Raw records
..........

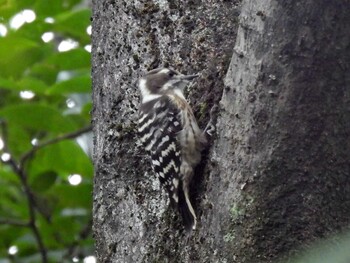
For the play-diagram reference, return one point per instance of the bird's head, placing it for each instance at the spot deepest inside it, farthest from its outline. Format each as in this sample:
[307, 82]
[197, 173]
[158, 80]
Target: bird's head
[159, 81]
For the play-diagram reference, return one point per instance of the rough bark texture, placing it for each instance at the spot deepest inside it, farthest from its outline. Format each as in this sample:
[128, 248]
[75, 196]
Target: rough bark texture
[279, 169]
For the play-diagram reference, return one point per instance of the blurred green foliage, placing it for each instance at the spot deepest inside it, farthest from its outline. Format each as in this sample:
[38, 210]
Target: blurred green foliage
[43, 217]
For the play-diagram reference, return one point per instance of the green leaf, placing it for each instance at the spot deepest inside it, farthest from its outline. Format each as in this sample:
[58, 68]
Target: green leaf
[74, 24]
[65, 157]
[72, 59]
[17, 54]
[10, 7]
[79, 84]
[43, 181]
[37, 117]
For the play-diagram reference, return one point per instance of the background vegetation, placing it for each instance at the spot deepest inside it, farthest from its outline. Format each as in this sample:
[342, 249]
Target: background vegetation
[45, 170]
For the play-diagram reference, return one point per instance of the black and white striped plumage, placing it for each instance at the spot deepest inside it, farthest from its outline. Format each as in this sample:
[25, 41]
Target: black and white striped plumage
[169, 132]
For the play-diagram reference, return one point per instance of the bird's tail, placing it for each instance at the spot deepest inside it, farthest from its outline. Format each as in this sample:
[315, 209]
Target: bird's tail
[186, 210]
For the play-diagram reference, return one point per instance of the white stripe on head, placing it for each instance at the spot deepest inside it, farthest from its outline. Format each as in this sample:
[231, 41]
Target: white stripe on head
[145, 92]
[164, 70]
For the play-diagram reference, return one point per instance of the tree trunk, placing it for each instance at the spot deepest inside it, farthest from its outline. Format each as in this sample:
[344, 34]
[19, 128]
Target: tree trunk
[277, 174]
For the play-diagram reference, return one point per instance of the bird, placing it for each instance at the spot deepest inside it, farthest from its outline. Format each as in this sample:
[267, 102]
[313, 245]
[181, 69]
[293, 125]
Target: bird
[169, 132]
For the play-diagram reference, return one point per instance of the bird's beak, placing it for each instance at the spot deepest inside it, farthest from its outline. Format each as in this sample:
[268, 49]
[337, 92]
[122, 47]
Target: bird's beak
[187, 77]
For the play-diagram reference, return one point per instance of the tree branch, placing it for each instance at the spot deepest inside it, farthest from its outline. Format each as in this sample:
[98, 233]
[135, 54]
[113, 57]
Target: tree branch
[13, 222]
[67, 136]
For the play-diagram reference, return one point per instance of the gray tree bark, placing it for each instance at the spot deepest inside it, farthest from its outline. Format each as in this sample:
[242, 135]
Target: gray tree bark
[277, 174]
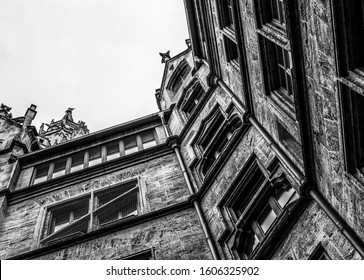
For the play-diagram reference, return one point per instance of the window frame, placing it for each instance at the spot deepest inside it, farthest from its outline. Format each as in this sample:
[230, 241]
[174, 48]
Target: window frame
[178, 76]
[253, 190]
[86, 156]
[226, 23]
[275, 42]
[49, 235]
[210, 138]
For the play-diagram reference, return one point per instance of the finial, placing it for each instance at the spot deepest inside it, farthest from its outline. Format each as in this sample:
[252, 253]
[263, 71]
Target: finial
[165, 56]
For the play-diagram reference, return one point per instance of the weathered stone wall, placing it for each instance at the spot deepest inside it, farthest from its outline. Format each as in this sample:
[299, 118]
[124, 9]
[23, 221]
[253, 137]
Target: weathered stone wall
[341, 189]
[161, 182]
[312, 229]
[174, 237]
[229, 73]
[178, 120]
[168, 96]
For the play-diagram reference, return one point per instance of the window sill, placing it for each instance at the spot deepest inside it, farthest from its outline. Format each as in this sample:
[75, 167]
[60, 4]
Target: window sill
[283, 103]
[354, 80]
[275, 35]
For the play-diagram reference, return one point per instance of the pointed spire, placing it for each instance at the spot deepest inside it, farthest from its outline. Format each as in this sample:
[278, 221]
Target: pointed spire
[68, 116]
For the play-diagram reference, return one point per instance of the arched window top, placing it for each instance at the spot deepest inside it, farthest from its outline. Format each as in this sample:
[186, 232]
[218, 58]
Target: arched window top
[216, 133]
[178, 76]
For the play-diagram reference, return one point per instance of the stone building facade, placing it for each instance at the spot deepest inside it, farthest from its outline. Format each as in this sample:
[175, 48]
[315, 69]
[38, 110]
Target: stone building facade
[256, 152]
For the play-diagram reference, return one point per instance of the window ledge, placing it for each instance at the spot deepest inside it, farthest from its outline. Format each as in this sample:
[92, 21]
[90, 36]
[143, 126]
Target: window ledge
[266, 245]
[355, 80]
[285, 103]
[275, 35]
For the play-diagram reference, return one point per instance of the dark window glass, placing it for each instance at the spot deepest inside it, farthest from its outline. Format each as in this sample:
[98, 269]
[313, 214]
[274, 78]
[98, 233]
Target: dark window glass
[94, 156]
[112, 151]
[77, 162]
[59, 168]
[131, 145]
[148, 139]
[41, 174]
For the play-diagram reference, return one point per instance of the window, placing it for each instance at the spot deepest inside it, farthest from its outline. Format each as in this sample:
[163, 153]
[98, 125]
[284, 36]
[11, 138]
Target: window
[279, 71]
[59, 168]
[278, 68]
[131, 145]
[231, 51]
[319, 254]
[192, 99]
[178, 76]
[289, 141]
[77, 162]
[213, 137]
[41, 174]
[263, 219]
[225, 10]
[148, 139]
[226, 22]
[353, 125]
[277, 12]
[112, 151]
[94, 156]
[144, 255]
[68, 214]
[92, 211]
[256, 205]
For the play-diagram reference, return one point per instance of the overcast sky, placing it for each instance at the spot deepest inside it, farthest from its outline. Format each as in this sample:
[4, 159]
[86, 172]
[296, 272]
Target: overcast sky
[97, 56]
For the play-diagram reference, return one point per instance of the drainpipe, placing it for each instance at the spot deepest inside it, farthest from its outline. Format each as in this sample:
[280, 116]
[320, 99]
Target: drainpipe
[194, 200]
[339, 222]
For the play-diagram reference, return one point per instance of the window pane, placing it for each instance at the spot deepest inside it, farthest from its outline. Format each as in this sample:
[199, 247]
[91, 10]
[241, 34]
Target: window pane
[41, 174]
[94, 156]
[80, 211]
[77, 162]
[274, 8]
[282, 78]
[112, 151]
[59, 168]
[282, 19]
[60, 226]
[130, 145]
[60, 221]
[124, 206]
[250, 241]
[267, 218]
[283, 197]
[148, 139]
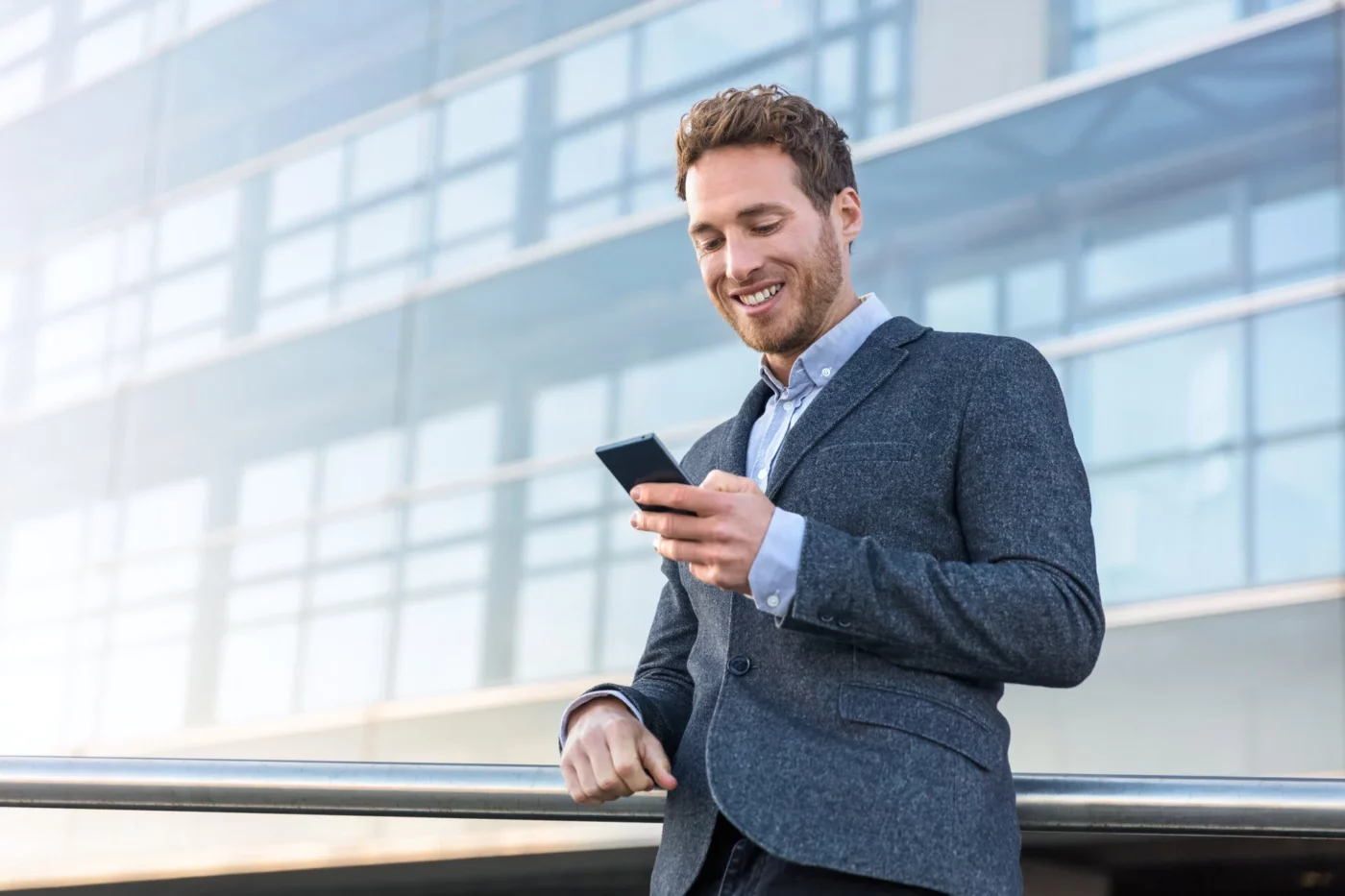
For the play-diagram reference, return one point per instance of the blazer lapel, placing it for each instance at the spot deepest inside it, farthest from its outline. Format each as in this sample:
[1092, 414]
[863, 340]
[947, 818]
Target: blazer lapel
[867, 369]
[733, 451]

..........

## Short exercise
Reproduce every one of the lines above verbatim, omitting the pictures from your reply.

## Exercise result
For the play-diagram reference, return one point per instance of the bird's head, placing it for each instance at the spot deepest inside it, farthest from its outline. Format each as in this sample:
[307, 82]
[197, 173]
[158, 80]
Target: bird's head
[159, 81]
For the play-diagram reference, return one point per instance of the rough bark texture, placing it for each instance at the spot deepest inside it, farthest from its outline. Format each as in this sample:
[128, 248]
[75, 196]
Target: rough bark texture
[279, 169]
For the play-diagram reference, return one point per instance of the blurred green foliage, placing it for each instance at the spot deepest inside it, farthest from its outline. Format each as in this sample:
[38, 210]
Target: blurred green foliage
[43, 217]
For the play-diagram reference, return one point per instance of the green leaf, placing it for each instance at the spot deepest inside it, farthest from its outline. Format each as in this sample:
[58, 68]
Target: green leaf
[74, 24]
[65, 157]
[72, 59]
[17, 54]
[10, 7]
[79, 84]
[43, 181]
[37, 117]
For the play-diagram reference, return one point per instance of the background vegetation, placing it for each instance at the spot deepest inside it, farthest from its outline. Format each as in this sample:
[342, 249]
Target: background vegetation
[45, 170]
For the play-diagram reference, return one point per instance of the black and white striped plumage, placing it for each instance at the spot deepest inside it, farthest from its outline. Format each as in this sample:
[25, 41]
Target: black and white striped plumage
[169, 132]
For the play-diagram reference, return one point per instance of the bird's tail, placing it for each instance at the spot deepest inside it, farthest from its outline. Format each as in this sample:
[315, 209]
Target: bird's tail
[186, 210]
For the play-diagram reference, return one point per instance of the white stripe on head, placing it for each instance at the spot deepest inside it, farthest from its outline. Format each as in this sample:
[231, 41]
Target: white stripe on head
[145, 92]
[164, 70]
For the play-diagram reference, return one point per instance of the tree trunk, placing it for each instance at the spot deepest inside it, farthest from its outline. Format each as in this sample:
[344, 34]
[19, 128]
Target: tree trunk
[277, 174]
For the play-diagram reference, return one point per instance of the bird, placing it for each instance at the spot deepest inside it, farthest from its outline. Format each as in this sample:
[267, 102]
[313, 245]
[181, 69]
[293, 125]
Target: bird
[169, 132]
For the play-diagram reference, return one point per instance of the bird's beak, placing it for each instance at the spot deepest inside it, farthest from its outline. Format each as in this sample:
[268, 49]
[337, 92]
[122, 47]
Target: bird's beak
[187, 77]
For the play-diagram reference, return one point per instance of the tree branch, placing it for each instance at the spot deepest inside it, farthest from its outline. Format each as in this sample:
[98, 233]
[135, 54]
[113, 57]
Target: tree branch
[13, 222]
[67, 136]
For the play-diagram reference, return one point per instance of the gray tree bark, placing it for each instance at the spot deepest inside it, farthest from its outline. Format each as in this sample:
[242, 135]
Target: gray tree bark
[277, 174]
For the play-diagram reference, return one point per instance of the window frame, placing it for each instance at the spot deepest inside it, farthest from its outline. Format each as in this sample:
[230, 241]
[174, 48]
Target: window frame
[178, 76]
[253, 190]
[86, 156]
[226, 23]
[275, 42]
[49, 235]
[210, 138]
For the play-diagram reference, return one point per instance of the finial, placing it for each instance at the spot deepest inside it, farthest from its outline. Format each as in this sample:
[252, 253]
[263, 71]
Target: finial
[165, 56]
For the play-diagram reference, return one point per instance of the weathered stone wall, placing it for each instance at the spot deepest inside it, farthest from its outline. Format each as in this sample:
[299, 118]
[124, 9]
[23, 221]
[253, 137]
Target: weathered stone wall
[341, 189]
[161, 182]
[312, 229]
[174, 237]
[229, 73]
[178, 120]
[168, 96]
For the play-diagram reference, return one point per instance of the window sill, placing it for each instance at the spot deepest inside it, farthest from its outline. Format each as in this sample:
[75, 167]
[60, 4]
Target: window sill
[283, 103]
[354, 80]
[275, 35]
For the play-diagram reference, return one point per instance of the pointed spire, placing it for each instance at the spot deepest inside it, farthest from its outline. Format each as in this sample:
[278, 221]
Target: pointed spire
[68, 116]
For the play-diagram reference, return one point per instance of the arched window top, placing it for each instance at the spot deepest inside it, farthest from its outline. Format each as in this sample:
[186, 232]
[218, 58]
Target: arched window top
[216, 133]
[178, 76]
For the play-diagram reference, return one point per instance of the stone building facade, placing it for each instance at the spot deepest inside it, farthest from its outline. Format each as in this sample:
[175, 48]
[315, 69]
[38, 110]
Target: stone building facade
[256, 152]
For the play-diagram reference, return one point per instance of the window ledge, placing it for each instance at the spot deepest inside it, farthest from its outline. Format each as in this sample:
[92, 21]
[90, 36]
[143, 126]
Target: window ledge
[266, 245]
[355, 80]
[285, 103]
[275, 35]
For the play-diagram reference, return one point per instance of the dark window glass, placing it for each instance at the spot deepest inside it, farthest from its outline. Format each as in this sample:
[98, 269]
[313, 214]
[274, 78]
[98, 233]
Target: dark window glass
[94, 156]
[112, 151]
[77, 162]
[59, 168]
[131, 145]
[148, 139]
[41, 174]
For the play-diagram reference, return one point per instance of the window, placing it for each instance at the spot deepest inside it, farthest from its outline. Format each as in this sample:
[163, 153]
[98, 125]
[284, 36]
[11, 138]
Target: window
[279, 71]
[59, 168]
[278, 68]
[131, 145]
[231, 51]
[319, 254]
[192, 99]
[178, 76]
[289, 141]
[77, 162]
[213, 137]
[41, 174]
[263, 219]
[225, 10]
[148, 139]
[226, 22]
[353, 125]
[277, 12]
[112, 151]
[94, 156]
[144, 255]
[68, 214]
[92, 211]
[256, 205]
For the play-diagram reference, return one point per instance of the overcast sky, placing it for each instance at the spot deepest inside it, farthest from its outline. Format each as in this sample:
[4, 159]
[86, 172]
[296, 272]
Target: overcast sky
[97, 56]
For the play-diagram reference, return one point per instance of the drainpipe, placing it for each instance at the spot deepest inside it, farthest from its outline. Format each as in this sample:
[280, 116]
[320, 99]
Target: drainpipe
[194, 200]
[339, 222]
For the play-diagram reference, return one point per instance of the window pane, placing it for each instance at the spot deepest inside it, farthest from its outline. Format each as in this sample:
[199, 247]
[91, 10]
[241, 34]
Target: window pane
[41, 174]
[94, 156]
[80, 211]
[77, 162]
[274, 8]
[282, 78]
[112, 151]
[59, 168]
[282, 19]
[60, 226]
[130, 145]
[60, 221]
[124, 206]
[250, 241]
[267, 218]
[283, 197]
[148, 139]
For the play-diagram reference, return one point per instance of the blazer lapel, placing it for each instance at the spot deepest inside it, farthest from its outline. Format each as in this sample:
[1092, 414]
[863, 340]
[947, 818]
Target: blazer lapel
[867, 369]
[733, 451]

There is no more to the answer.